● EXERCISES TO COMPLETE:
1. Can you reproduce the Craftsman leadscrew thread word for word, from "## Rbeckett (Feb" to "Corm (Feb 18, 2013)"?
2. Can you resume the Craftsman leadscrew thread and keep writing it on from the last line shown?

● DOCUMENT PASSAGE:
++++++

# Need aLeadscrew for a Craftsman 101.27440



## joebiplane (Feb 17, 2013)

I have a friend who needs to purchase a lead-screw for his 12" Craftsman ( NON TIMKEN) 101.27440.  it has a 4" bed and QCGB.
If anyone has a tip on finding one please contact me  joebiplane@comcast.net
Thanks,
Joe


----------



## stevecmo (Feb 17, 2013)

Joe - Have you checked with Joe at Plaza Machinery?  He's always getting new stuff in.


----------



## Rbeckett (Feb 18, 2013)

Have you talked to Steve (jumps4) about where he gets his from when he does CNC conversions.  He gets some really nice omes with balls for a reasonable price and can get them whatever length you need.  Hope this helps.
Bob


----------



## Corm (Feb 18, 2013)

I bought a new lead screw last year for my 12" Craftsman directly from Claussing. I'd watched prices on Ebay for quite a while, and the prices there were almost as much as a new one. I figured with a new one, I wouldn't have to worry about getting one already half wore out...

If all else fails, you may consider giving them a call. 

Corm


----------



## joebiplane (Feb 19, 2013)

++++++

● INFORMATION GIVEN:
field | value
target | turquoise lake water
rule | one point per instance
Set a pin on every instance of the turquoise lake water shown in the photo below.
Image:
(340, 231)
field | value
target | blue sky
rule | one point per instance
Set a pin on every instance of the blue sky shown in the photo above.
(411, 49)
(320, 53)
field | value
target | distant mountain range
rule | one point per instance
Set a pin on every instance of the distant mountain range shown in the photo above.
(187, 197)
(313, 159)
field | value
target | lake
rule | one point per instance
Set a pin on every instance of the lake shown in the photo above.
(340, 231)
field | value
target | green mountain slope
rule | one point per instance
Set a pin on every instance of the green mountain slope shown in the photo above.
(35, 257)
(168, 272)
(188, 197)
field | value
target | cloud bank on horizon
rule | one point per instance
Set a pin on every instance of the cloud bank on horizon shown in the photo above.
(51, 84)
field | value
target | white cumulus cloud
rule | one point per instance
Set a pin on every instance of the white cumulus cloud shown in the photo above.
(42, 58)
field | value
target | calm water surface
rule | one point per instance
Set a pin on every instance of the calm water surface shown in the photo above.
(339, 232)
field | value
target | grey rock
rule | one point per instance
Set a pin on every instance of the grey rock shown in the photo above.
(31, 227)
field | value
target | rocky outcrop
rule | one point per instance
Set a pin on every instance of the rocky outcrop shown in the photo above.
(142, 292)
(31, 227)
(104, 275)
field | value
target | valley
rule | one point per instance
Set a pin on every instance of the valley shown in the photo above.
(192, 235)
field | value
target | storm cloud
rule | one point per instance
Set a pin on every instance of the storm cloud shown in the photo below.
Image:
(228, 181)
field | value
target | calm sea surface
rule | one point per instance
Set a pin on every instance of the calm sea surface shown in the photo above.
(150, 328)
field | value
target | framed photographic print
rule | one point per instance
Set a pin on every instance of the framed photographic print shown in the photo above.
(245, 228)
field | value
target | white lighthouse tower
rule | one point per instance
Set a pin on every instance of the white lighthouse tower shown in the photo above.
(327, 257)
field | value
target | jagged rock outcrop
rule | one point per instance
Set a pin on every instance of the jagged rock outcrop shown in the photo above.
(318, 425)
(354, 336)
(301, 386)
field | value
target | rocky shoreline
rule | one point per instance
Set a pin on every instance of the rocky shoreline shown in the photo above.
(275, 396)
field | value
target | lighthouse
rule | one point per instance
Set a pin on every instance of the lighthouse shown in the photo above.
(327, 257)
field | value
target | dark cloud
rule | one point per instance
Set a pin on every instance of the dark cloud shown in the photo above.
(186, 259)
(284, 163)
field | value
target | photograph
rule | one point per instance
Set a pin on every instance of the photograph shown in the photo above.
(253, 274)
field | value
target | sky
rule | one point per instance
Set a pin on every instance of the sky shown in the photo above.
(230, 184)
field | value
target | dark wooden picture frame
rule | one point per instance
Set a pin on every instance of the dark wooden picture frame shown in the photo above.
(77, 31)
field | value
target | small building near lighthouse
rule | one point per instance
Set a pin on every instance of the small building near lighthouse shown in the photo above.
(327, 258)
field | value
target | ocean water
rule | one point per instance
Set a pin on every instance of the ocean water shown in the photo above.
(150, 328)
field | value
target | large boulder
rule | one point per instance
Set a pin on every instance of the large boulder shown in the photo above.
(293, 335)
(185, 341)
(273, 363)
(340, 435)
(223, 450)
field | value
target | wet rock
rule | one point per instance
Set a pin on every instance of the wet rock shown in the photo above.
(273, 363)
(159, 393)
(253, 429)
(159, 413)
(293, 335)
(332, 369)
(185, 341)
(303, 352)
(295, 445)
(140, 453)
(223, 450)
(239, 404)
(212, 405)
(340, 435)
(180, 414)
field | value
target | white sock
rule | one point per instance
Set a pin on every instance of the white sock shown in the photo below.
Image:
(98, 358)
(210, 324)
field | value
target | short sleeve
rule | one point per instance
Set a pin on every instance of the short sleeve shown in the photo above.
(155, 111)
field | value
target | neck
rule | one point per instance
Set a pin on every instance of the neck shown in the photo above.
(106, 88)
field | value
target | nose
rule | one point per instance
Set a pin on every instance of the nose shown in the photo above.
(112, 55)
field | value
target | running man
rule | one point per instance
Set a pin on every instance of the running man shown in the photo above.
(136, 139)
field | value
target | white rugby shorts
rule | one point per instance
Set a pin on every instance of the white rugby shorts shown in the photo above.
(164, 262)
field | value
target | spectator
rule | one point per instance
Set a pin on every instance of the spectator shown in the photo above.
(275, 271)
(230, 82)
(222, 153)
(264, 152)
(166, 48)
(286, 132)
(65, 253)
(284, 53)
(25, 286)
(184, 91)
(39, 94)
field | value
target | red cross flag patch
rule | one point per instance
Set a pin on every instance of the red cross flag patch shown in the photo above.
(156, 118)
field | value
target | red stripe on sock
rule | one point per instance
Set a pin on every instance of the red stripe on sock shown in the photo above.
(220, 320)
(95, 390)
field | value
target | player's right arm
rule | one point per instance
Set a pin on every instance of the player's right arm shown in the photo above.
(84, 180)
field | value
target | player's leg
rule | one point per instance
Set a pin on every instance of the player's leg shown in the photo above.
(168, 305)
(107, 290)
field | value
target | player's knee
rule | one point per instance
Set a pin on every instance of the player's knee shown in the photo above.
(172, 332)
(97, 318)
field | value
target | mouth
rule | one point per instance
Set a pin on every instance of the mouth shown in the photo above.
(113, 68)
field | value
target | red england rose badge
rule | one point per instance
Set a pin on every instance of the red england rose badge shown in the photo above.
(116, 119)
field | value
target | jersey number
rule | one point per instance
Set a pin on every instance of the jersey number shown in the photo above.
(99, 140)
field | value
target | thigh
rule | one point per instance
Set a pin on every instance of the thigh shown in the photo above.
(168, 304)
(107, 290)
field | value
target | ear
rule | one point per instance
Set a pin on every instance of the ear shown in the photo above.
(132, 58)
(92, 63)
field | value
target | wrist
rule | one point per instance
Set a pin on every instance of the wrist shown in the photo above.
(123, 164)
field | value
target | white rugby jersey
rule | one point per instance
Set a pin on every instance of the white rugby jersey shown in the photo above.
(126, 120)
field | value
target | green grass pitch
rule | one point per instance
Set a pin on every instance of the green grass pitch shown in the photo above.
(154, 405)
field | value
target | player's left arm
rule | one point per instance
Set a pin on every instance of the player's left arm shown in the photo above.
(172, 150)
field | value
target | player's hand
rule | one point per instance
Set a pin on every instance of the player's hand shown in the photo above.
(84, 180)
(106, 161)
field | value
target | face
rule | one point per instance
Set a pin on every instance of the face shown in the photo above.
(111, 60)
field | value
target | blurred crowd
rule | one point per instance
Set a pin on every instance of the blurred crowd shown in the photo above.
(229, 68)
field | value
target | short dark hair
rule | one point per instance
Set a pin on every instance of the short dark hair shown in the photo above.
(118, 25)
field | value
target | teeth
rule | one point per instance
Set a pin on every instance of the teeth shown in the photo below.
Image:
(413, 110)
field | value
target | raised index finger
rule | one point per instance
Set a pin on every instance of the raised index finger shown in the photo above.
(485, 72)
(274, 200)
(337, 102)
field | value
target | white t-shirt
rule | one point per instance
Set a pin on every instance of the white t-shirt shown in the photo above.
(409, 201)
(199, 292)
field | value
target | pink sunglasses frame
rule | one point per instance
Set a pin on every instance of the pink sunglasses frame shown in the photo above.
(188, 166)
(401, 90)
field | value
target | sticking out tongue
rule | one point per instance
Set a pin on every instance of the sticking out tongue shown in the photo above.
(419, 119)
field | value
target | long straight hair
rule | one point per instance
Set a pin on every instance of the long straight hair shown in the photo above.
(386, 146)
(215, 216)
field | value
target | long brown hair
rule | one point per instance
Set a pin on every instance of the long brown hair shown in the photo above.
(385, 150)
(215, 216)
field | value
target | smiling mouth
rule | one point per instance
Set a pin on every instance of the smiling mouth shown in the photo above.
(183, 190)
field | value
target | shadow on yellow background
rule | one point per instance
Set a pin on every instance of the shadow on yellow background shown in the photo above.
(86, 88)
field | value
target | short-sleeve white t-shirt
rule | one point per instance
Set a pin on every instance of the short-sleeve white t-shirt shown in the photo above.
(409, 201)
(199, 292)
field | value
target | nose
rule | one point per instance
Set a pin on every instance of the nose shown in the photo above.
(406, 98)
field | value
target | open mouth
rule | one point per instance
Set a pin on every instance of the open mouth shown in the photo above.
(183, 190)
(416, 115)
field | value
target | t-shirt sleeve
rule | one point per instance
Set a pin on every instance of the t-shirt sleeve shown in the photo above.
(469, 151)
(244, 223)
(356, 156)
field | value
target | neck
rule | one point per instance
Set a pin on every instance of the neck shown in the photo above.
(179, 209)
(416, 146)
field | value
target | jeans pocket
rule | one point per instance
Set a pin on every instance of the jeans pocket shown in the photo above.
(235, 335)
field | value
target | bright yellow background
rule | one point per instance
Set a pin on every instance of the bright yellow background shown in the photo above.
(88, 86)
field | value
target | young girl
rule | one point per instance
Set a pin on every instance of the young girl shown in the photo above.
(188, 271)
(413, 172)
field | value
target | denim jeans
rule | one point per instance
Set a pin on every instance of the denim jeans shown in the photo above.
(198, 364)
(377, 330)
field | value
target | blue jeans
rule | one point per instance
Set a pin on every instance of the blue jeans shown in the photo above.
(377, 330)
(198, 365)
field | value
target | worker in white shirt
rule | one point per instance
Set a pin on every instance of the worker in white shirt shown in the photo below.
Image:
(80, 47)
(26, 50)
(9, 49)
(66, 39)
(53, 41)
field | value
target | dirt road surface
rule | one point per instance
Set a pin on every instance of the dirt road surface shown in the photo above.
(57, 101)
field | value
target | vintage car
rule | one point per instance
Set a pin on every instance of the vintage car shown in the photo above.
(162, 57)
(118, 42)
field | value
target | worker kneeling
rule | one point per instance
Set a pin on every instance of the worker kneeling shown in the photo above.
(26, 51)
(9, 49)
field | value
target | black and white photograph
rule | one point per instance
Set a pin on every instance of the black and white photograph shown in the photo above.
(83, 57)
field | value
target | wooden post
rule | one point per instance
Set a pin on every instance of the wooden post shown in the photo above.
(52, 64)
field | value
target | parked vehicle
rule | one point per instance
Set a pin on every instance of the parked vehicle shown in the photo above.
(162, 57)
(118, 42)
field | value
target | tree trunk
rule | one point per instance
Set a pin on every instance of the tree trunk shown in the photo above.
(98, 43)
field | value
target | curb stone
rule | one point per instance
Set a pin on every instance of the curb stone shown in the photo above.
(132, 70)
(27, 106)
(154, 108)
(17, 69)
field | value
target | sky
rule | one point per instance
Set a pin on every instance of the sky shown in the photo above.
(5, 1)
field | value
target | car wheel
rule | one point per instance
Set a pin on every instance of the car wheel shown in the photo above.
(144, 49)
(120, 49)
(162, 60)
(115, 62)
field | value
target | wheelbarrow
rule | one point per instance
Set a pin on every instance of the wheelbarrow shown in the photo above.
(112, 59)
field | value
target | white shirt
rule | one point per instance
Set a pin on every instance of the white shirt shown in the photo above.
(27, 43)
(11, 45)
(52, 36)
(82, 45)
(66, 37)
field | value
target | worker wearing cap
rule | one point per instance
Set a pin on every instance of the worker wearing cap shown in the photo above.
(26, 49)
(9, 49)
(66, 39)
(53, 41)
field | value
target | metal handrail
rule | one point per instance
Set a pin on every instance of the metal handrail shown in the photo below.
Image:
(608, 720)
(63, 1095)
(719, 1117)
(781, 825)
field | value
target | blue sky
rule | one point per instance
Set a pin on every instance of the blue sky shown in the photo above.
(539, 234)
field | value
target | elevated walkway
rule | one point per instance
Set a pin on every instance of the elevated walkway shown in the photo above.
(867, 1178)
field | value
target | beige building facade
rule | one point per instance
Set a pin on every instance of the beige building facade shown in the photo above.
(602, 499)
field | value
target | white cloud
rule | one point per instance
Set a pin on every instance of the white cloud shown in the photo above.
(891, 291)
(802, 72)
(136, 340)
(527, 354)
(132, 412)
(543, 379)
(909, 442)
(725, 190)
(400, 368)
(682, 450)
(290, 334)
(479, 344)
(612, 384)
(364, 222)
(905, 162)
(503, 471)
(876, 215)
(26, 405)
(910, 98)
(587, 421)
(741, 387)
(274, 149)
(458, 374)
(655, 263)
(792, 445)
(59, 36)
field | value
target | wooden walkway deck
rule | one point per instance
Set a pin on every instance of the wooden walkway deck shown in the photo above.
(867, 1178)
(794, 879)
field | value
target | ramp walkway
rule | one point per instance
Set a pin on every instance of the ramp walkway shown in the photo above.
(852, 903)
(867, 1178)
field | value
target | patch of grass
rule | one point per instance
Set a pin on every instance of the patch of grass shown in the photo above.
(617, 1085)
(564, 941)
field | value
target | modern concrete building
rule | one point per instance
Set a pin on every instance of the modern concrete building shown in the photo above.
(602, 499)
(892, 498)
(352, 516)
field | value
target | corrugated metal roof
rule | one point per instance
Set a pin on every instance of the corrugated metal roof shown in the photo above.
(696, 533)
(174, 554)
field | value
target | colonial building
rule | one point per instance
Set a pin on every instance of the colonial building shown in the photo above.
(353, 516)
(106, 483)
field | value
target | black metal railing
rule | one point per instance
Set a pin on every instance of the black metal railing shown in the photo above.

++++++

● TASK ANSWERS:
1.
## Rbeckett (Feb 18, 2013)

Have you talked to Steve (jumps4) about where he gets his from when he does CNC conversions.  He gets some really nice omes with balls for a reasonable price and can get them whatever length you need.  Hope this helps.
Bob


----------



## Corm (Feb 18, 2013)

2.
joebiplane said:


> I have a friend who needs to purchase a lead-screw for his 12" Craftsman ( NON TIMKEN) 101.27440.  it has a 4" bed and QCGB.
> If anyone has a tip on finding one please contact me  joebiplane@comcast.net
> Thanks,
> Joe



My mistake on this one Guys   The Craftsman 12" is a 54" bed   not a 4' as I stated earlier.   I*was _assuming_ when my friend said it was the " SAME AS MY LATHE"


----------



## wa5cab (Feb 19, 2013)

Joe,

Did you ever find out what model and size lathe your friend has?  I meant to point out the day before yesterday that there was an error in your description.  101.27440 is a 12X36 with Timken bearings, not babbit.  It has a QCGB, a 3/4" dia. lead screw, and 3/8" thick ways.  If you haven't yet ID'd it, I can write up a checkpoint list.

Robert D.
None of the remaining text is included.